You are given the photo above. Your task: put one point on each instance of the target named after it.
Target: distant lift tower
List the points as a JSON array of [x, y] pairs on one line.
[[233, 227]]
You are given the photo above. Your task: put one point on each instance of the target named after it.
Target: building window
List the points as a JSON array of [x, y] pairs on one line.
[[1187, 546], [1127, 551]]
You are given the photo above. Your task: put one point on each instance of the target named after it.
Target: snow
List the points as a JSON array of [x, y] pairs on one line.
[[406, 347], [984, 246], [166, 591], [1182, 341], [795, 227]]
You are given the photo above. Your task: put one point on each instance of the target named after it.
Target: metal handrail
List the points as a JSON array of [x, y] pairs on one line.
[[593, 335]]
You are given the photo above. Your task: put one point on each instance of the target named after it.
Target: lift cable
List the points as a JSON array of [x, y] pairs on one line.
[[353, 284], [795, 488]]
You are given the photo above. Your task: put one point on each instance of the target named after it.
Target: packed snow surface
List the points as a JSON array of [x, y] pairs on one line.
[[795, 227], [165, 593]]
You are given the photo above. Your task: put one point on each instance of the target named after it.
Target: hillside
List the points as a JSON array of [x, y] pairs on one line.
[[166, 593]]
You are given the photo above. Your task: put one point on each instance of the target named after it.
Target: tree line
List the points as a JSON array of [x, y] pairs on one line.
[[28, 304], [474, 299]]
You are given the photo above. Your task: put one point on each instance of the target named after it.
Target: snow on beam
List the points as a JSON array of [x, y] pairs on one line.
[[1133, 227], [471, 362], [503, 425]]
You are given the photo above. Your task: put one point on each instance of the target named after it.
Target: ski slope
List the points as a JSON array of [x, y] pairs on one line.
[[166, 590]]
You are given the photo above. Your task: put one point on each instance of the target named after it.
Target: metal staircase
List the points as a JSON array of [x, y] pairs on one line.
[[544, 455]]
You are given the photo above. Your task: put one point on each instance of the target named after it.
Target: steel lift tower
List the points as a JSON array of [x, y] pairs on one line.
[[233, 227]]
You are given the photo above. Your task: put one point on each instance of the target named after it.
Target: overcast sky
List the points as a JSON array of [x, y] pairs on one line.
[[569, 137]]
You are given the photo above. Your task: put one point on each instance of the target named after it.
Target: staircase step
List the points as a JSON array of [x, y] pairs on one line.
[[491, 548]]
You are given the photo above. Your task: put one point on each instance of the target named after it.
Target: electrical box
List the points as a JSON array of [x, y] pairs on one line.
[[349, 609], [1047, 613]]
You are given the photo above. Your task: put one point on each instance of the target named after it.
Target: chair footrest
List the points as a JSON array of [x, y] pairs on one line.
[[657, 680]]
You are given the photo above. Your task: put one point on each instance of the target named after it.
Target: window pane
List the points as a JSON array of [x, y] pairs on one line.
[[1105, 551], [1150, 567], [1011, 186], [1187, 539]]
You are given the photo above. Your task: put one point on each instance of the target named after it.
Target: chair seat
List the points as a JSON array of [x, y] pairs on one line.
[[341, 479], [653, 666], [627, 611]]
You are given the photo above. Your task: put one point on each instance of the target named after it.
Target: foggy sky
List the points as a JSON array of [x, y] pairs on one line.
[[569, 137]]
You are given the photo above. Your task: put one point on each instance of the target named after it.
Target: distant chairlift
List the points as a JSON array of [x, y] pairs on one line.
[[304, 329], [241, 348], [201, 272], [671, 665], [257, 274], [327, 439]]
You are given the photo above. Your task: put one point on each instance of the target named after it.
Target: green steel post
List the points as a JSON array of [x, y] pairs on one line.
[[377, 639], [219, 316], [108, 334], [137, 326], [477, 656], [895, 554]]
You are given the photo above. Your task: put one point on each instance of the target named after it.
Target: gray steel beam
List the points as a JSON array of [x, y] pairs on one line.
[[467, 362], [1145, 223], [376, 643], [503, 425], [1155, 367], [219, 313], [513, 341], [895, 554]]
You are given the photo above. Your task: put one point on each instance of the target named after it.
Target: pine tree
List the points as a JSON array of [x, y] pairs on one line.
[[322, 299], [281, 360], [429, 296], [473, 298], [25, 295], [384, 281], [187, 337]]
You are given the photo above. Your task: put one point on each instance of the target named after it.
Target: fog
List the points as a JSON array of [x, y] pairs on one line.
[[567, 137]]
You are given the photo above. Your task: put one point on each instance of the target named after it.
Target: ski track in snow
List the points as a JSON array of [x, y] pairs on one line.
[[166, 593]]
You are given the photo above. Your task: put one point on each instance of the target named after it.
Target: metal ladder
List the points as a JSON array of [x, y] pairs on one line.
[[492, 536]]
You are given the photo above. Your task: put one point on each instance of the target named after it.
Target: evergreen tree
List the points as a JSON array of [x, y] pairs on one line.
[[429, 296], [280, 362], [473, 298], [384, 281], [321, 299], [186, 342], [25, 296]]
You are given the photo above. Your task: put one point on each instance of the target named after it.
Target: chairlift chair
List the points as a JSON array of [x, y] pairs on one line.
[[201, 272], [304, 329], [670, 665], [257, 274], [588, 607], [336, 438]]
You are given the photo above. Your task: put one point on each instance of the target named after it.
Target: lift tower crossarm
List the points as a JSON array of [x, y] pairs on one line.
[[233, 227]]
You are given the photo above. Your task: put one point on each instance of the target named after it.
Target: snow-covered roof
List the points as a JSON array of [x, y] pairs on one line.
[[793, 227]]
========
* _Stated problem_
Set out the complete listing exactly as shown.

* _Completed exercise_
You are given the photo above. Your task: put one point on each instance of the target named after it.
Target: distant lift tower
List the points as a JSON array of [x, y] pairs on one line.
[[233, 227]]
You are given the photo above. Your task: put one point on each instance of the target named after it.
Target: building window
List the points as a JSON array of [x, y] pairs on one line.
[[1187, 546], [1127, 551]]
You are given the photo above. Your task: put one point on each instance of the target named after it.
Target: snow
List the points as a JSON array of [x, y] pairs on one line.
[[406, 347], [984, 246], [166, 591], [1182, 341], [795, 227]]
You are given the photo above. Your task: put one point on each instance of the target named after it.
Target: metal handrail
List the points as a JSON array of [x, y] pairs on one line.
[[593, 335]]
You are given the photo above. Your task: put one point on each instance of the target named after it.
Target: lift cable
List the points as a JSON array of [x, y] pairs on one line.
[[353, 284], [795, 488]]
You are given the photo above. Your task: put one point on each instance of the target named after it.
Target: packed snow surface
List the points as a JSON array of [x, y] pairs on one line.
[[795, 227], [165, 593]]
You are given the photo above. Your task: put one point on each instance of the target named after it.
Target: hillside
List the points as a JSON array of [x, y] pairs on one line.
[[166, 593]]
You are given the photo above. Your task: put one point on each instance of the target named after it.
Target: tree line
List the points as a JSON array of [x, y] pairs on one line.
[[28, 304], [474, 299]]
You are given the photo above. Your task: put one point on each instance of the target named after it.
Target: snow on beam
List the points as a JSON array of [x, y] pairs on one line.
[[1133, 227], [471, 362], [503, 425]]
You are given the photo above. Your task: put one point on each instance of the target named after it.
Target: ski slope
List the points as a JSON array of [x, y] pairs on one line.
[[166, 590]]
You are given the photo above. Your task: put one point on each instance of the target named after it.
Target: metal staircase
List the points as a JSON array of [x, y] pairs on one line.
[[544, 455]]
You are given the photo above. Your task: put one point on each instance of the target named after it.
Target: steel lift tower
List the points as a JSON array of [x, y] pairs on one line.
[[233, 227]]
You are given the photo above. Your task: put one point on each instance of the target named after it.
Target: overcast sky
List the points as a JSON array of [x, y] pairs on one line.
[[569, 137]]
You are given the photo above. Your task: put one point on each instance of the target named after it.
Target: staircase step
List the points as a JSON array of [x, y] pairs on one line.
[[491, 548]]
You are given the photo above. Your task: put one point on each instance of the target named after it.
Target: electrical box
List the points as a JSON array of [x, y] pairs on one line.
[[349, 609], [1047, 613]]
You are given the photo above. Your task: put one point on each instance of the target named after it.
Target: chair footrest
List the points as a JSON array of [x, y] pairs on one line.
[[657, 680]]
You are given the photo above. Your task: put one point on each instance of the target named after it.
Target: window pane
List the points as a JSON array of [x, y] pairs on one line.
[[1105, 551], [1150, 567], [1011, 186], [1187, 539]]
You are given the photo above. Your task: put one point on each instance of the target named after it.
Target: chair seat
List the points as a JSON array of [x, y] pairs on one line.
[[341, 479], [653, 666], [627, 611]]
You are given the photo above. Your task: put one point on each instance of the target named after it.
Target: foggy sky
List the points as a JSON array of [x, y] pairs on one line.
[[569, 137]]
You are given the photo above. Your task: put one point on each instance of the target named after it.
Target: distant chairlift
List the points as a JSON array of [x, y] pairs on one line.
[[304, 329], [241, 348], [201, 272], [671, 665], [257, 274], [327, 439]]
You are given the photo above. Your task: put one point on each instance of the target named after it.
Target: green steel post
List the points as a JSON array of [x, y] pairs on one line.
[[377, 639], [219, 316], [108, 334], [137, 326], [477, 656], [895, 554]]
You are given the photo above. Your task: put one point on each instance of the target named after it.
Target: gray steel beam
List the points as a JSON array of [x, y] pairs on one line.
[[467, 362], [1145, 223], [376, 643], [503, 425], [1155, 367], [219, 313], [513, 341], [895, 554]]
You are given the photo above. Your task: put one point on each instance of the target named after it.
Target: pine tree
List the points as a JSON array of [x, y] pairs on one line.
[[322, 299], [281, 360], [429, 296], [473, 298], [25, 295], [384, 281], [187, 337]]
You are given the photo above. Your task: put one point on each instance of the target named after it.
Target: fog
List the points as a JSON array of [x, y] pairs on one line.
[[567, 137]]
You are given the photo above. Your task: put one point on each instance of the target named after it.
Target: ski track in snow
List the points as a JSON array of [x, y] pairs on one line.
[[166, 593]]
You are given the photo above. Your task: put one point on each instance of the target named after it.
Target: metal ladder
List the points as a JSON array of [x, y] pairs on one line.
[[492, 536]]
You are given the photo above. Your task: put one point on each instance of the target named after it.
Target: evergreen tree
List the points as a JSON array of [x, y] pairs on one line.
[[429, 296], [280, 362], [473, 298], [384, 281], [321, 299], [186, 342], [25, 296]]
You are given the photo above. Your task: put one point on each instance of the target named after it.
Target: chairlift chair
List the points as a JSON array of [x, y] pairs on one line.
[[201, 272], [304, 329], [670, 665], [257, 274], [588, 607], [336, 438]]
You are given the photo above. Your task: put one point on each instance of the target named after it.
Target: lift tower crossarm
List the points as a JSON array of [x, y] pairs on one line.
[[233, 227]]
You are given the photo above. Your task: put one point on each instance of the target named after it.
Target: snow-covered roof
List the points as a JSON array of [x, y] pairs on one line.
[[793, 227]]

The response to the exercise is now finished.